What is required >>
Rewrite the data below, changing every "photograph" to "image" and keeping everything else the same. Leave the pictures out of your answer.

[Point labeling dataset excerpts]
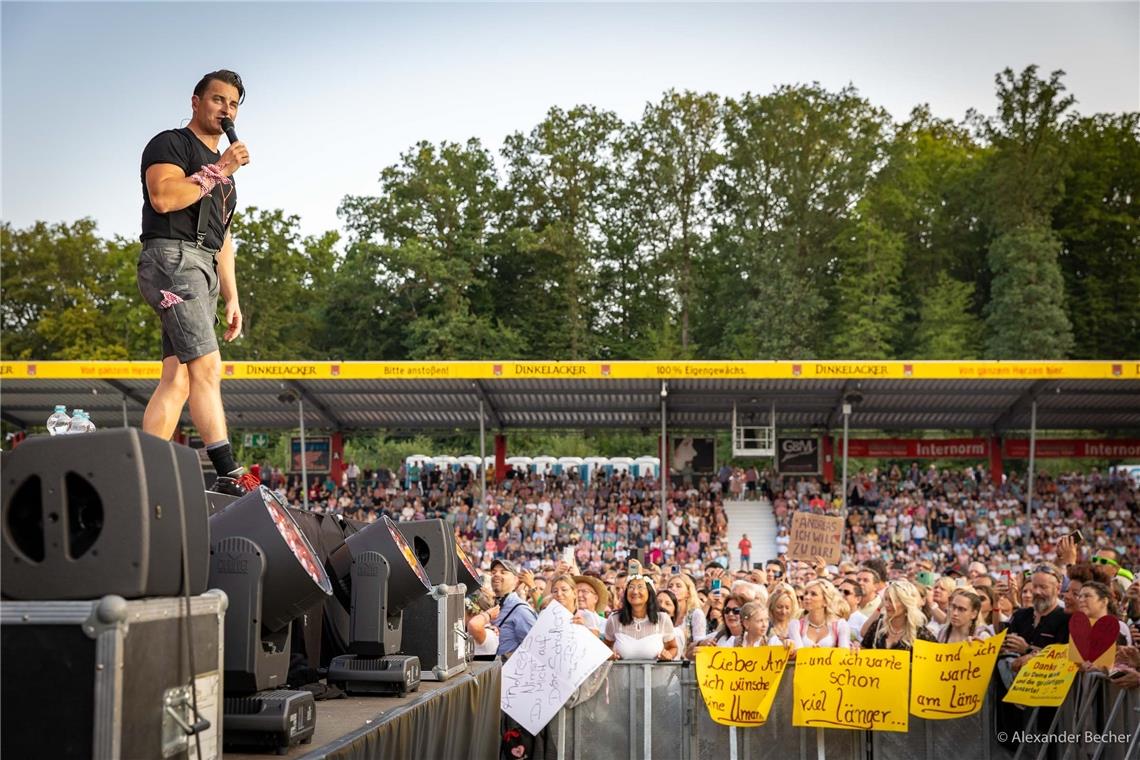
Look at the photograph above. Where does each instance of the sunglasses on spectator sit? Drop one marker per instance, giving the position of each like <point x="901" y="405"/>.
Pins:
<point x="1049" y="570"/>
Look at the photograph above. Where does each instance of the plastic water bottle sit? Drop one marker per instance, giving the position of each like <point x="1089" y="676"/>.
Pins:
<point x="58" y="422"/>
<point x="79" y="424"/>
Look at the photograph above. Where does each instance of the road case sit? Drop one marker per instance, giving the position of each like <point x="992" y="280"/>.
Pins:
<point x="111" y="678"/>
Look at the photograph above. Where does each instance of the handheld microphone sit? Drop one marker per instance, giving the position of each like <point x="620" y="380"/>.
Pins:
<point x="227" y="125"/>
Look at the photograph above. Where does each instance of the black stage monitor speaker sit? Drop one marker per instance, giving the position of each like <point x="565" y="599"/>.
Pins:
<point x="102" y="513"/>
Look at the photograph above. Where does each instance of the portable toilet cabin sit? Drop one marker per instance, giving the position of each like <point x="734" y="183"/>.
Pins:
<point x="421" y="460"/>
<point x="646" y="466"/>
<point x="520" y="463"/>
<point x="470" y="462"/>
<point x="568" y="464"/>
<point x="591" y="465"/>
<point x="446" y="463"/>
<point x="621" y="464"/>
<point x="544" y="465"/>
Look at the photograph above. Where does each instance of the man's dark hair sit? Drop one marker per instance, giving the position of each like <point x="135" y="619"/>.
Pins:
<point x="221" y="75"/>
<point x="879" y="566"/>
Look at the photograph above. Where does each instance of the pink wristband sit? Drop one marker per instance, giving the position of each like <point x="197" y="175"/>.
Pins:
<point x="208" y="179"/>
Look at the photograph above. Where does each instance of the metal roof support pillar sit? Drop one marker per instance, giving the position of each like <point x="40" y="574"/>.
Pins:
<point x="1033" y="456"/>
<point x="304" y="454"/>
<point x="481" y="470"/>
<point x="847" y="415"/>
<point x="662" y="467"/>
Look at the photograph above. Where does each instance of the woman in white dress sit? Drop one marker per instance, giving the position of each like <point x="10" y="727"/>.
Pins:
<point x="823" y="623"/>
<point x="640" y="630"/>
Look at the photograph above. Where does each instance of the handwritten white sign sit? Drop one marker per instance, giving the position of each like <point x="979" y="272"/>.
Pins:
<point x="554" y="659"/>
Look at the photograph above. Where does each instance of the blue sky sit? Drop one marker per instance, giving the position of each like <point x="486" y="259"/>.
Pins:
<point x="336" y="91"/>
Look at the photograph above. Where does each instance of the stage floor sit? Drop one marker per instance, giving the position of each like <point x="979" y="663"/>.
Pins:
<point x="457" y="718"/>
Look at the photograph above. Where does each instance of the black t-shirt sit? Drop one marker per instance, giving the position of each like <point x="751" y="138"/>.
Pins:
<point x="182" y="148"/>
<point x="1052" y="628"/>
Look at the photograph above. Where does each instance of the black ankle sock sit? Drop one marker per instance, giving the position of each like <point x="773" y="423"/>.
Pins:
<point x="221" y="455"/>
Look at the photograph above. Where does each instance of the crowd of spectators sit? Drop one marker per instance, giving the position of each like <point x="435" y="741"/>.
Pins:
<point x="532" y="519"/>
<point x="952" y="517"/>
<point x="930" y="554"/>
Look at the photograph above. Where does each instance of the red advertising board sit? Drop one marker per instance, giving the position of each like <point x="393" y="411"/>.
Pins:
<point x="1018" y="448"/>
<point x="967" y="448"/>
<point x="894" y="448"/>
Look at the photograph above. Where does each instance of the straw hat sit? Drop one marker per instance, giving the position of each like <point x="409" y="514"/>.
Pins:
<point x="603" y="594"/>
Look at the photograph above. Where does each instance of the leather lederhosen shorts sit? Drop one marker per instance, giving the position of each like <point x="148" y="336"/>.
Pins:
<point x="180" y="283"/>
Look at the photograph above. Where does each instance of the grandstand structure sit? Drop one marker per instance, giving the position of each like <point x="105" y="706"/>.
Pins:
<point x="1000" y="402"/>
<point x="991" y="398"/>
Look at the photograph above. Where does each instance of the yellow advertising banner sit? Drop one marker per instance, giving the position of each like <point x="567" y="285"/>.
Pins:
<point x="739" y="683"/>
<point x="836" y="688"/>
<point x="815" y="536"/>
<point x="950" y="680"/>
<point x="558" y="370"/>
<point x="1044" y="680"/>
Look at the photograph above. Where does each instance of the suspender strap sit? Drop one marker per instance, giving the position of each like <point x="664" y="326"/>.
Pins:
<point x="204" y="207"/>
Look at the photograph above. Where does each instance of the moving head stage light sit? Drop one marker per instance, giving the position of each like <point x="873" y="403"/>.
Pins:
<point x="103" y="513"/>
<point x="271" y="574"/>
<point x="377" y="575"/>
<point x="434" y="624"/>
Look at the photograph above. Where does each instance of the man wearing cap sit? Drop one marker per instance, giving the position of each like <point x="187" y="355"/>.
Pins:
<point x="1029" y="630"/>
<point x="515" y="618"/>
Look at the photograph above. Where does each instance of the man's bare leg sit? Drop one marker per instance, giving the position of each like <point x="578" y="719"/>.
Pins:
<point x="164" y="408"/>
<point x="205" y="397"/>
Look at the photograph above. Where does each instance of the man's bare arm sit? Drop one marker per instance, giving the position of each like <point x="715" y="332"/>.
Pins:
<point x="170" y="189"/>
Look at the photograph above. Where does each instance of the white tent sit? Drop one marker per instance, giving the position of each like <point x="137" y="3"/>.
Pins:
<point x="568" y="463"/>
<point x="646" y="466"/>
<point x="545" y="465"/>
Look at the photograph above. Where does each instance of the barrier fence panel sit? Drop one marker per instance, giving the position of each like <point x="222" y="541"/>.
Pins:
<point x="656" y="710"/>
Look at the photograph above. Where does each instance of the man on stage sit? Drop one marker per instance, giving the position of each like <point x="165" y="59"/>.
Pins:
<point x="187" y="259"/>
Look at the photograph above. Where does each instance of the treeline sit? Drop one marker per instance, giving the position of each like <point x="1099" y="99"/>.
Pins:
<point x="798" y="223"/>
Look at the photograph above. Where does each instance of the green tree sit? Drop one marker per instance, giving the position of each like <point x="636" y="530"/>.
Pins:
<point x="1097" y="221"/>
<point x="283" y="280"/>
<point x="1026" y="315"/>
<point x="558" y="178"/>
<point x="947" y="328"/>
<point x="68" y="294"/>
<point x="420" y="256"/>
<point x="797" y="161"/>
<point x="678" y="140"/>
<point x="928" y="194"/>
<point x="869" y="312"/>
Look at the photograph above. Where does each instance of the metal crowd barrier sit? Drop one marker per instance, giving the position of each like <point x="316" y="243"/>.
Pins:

The output >>
Look at the image above. Where does each instance of the sunglasses on spectator sit? Drop one marker per instance, giving the position of each like <point x="901" y="405"/>.
Pins:
<point x="1049" y="570"/>
Look at the image above. Where does each instance of the plastic water bottle sit? Drop one marker per instance, giving the position of each like <point x="1089" y="676"/>.
Pins:
<point x="58" y="422"/>
<point x="79" y="424"/>
Look at the image above. Where does each instance of the road case sit? Drop one marker per instance, giving the position of each like <point x="992" y="280"/>.
Pins:
<point x="111" y="678"/>
Look at the image above. Where does each instance of the handheld microphone sit? Drop one marker per instance, giving the position of each like <point x="620" y="380"/>.
Pins:
<point x="227" y="125"/>
Look at the image above. Where does each instance of the black stage monitor speaker sit? Drop one marker per instance, giving the position of each like <point x="565" y="599"/>.
Pins:
<point x="102" y="513"/>
Look at the image above. Where does each instance of the portable toilet cabin sit? Drop one marker per instance, giving the position of each like <point x="734" y="183"/>.
Pins:
<point x="421" y="460"/>
<point x="646" y="466"/>
<point x="520" y="463"/>
<point x="470" y="462"/>
<point x="568" y="464"/>
<point x="591" y="465"/>
<point x="446" y="463"/>
<point x="621" y="464"/>
<point x="544" y="465"/>
Look at the image above. Where does each instance of the man's dark hair sit? Drop one marker per instance, giving the position of each like <point x="135" y="619"/>.
Pins:
<point x="221" y="75"/>
<point x="879" y="566"/>
Look at the image above. Where does each instance of the pink wristband sit? Drop one marker per instance, giving the position of each like <point x="197" y="175"/>.
Pins:
<point x="208" y="179"/>
Look at the image above. Where does each instance of the metal roof support pillar sit? Drop one marker per instance, giving the position of each like <point x="40" y="574"/>.
Pins:
<point x="1033" y="456"/>
<point x="304" y="454"/>
<point x="481" y="470"/>
<point x="847" y="415"/>
<point x="662" y="467"/>
Look at the image above. Where does each instance of the woman in white dress sit? Drop one marker per instance, giving the position of each like <point x="10" y="727"/>.
Pins:
<point x="823" y="623"/>
<point x="640" y="630"/>
Look at the image above. Where does each instance of the handwritten white sign sit? Drop one marker per instance, giving the position of each like <point x="979" y="272"/>.
Pins:
<point x="554" y="659"/>
Look at the image above. Where does each instance of the blue sky sit? Drop one marker per instance, giving the position of each like <point x="486" y="259"/>.
Pins:
<point x="336" y="91"/>
Look at the image above. Where does each instance of the stage floor sit? Drop one marker per instance, giving the position of each like <point x="979" y="663"/>.
Pins:
<point x="457" y="718"/>
Look at the image above. Where does each instance of the black t-shirt sit? Drop one marker per instance, giving the position of each like <point x="751" y="138"/>.
Pins:
<point x="182" y="148"/>
<point x="1052" y="628"/>
Look at the image above. Where does each instance of the black ankle sock sit? Drop one marker per instance, giving the position of each like <point x="773" y="423"/>.
Pins:
<point x="221" y="455"/>
Look at the image above. Where does each instance of the crowd of spectators sit? Drop one marker per instance, giving the position of each like <point x="435" y="741"/>.
Pins:
<point x="532" y="519"/>
<point x="952" y="517"/>
<point x="930" y="554"/>
Look at the image above. Where does each instance of the red advertising board sit? Drop one marker per instance, giving the position of each like <point x="393" y="411"/>.
Pins:
<point x="1018" y="448"/>
<point x="967" y="448"/>
<point x="894" y="448"/>
Look at the image above. Where does each instance of the straw hat sit? Drop one marker per instance, giving the position of each like <point x="409" y="514"/>.
Pins:
<point x="603" y="594"/>
Look at the image above. Where does each instance of the leather lederhosen shorts sit? Drop one marker per instance, giving the position of each like <point x="148" y="336"/>.
Pins:
<point x="180" y="283"/>
Look at the image above. Where does each instance of the grandstand structure sit? Drop one marker per instance, giving the position of each like <point x="105" y="706"/>.
Pins:
<point x="1000" y="402"/>
<point x="991" y="398"/>
Look at the image above. Where does each instance of the yellow advertising banner sit? Drop one marker per instance, giving the position of each like <point x="567" y="285"/>.
Pins:
<point x="739" y="683"/>
<point x="836" y="688"/>
<point x="815" y="536"/>
<point x="950" y="680"/>
<point x="558" y="370"/>
<point x="1044" y="680"/>
Look at the image above. Where does each instance of the suspender strap sit? Drop one marker per instance, giving the position of each like <point x="664" y="326"/>.
Pins:
<point x="204" y="207"/>
Look at the image above. Where does each instance of the moving head stage light sit? Drop one marker per instance, giving the position of each like <point x="873" y="403"/>.
Pins:
<point x="103" y="513"/>
<point x="271" y="574"/>
<point x="377" y="575"/>
<point x="434" y="624"/>
Look at the image above. Where does each instance of the man wearing cap sit? Drop one marker per instance, giving the position of each like <point x="187" y="355"/>.
Pins:
<point x="1029" y="630"/>
<point x="515" y="618"/>
Look at the image above. Where does each instance of the man's bare leg sit? Drop one marker per instance, giving the position of each like <point x="578" y="719"/>.
Pins:
<point x="164" y="408"/>
<point x="205" y="397"/>
Look at the image above. Where does each instance of the man's bare arm sit? Drop one marker per instance, giving the position of each like <point x="715" y="332"/>.
Pins:
<point x="170" y="189"/>
Look at the image above. Where does each instance of the white tent sit? Drop one marker per instance, giving the position of each like <point x="137" y="3"/>.
Pins:
<point x="568" y="463"/>
<point x="646" y="466"/>
<point x="545" y="465"/>
Look at the image above. Where does each instance of the barrier fence panel sit? Drop one marker per instance, giving the position of each like <point x="222" y="541"/>.
Pins:
<point x="656" y="710"/>
Look at the image above. Where does each instance of the man on stage sit? Drop one marker per instance, giving the position of each like <point x="165" y="59"/>.
Pins:
<point x="187" y="259"/>
Look at the image above. Where does each instance of the treeline sit? Drop one marker per instance, giving the position of each like <point x="1099" y="99"/>.
Pins:
<point x="798" y="223"/>
Look at the image above. Where does each instance of the green tree sit? Drop one marker per instance, giving the position of each like <point x="636" y="530"/>.
Pins:
<point x="1097" y="221"/>
<point x="283" y="280"/>
<point x="1026" y="315"/>
<point x="558" y="178"/>
<point x="947" y="328"/>
<point x="68" y="294"/>
<point x="420" y="256"/>
<point x="797" y="161"/>
<point x="678" y="140"/>
<point x="928" y="194"/>
<point x="869" y="312"/>
Look at the image above. Where does each instance of the metal crowd barrier sit? Drop one marker per instance, giving the position of each like <point x="316" y="243"/>.
Pins:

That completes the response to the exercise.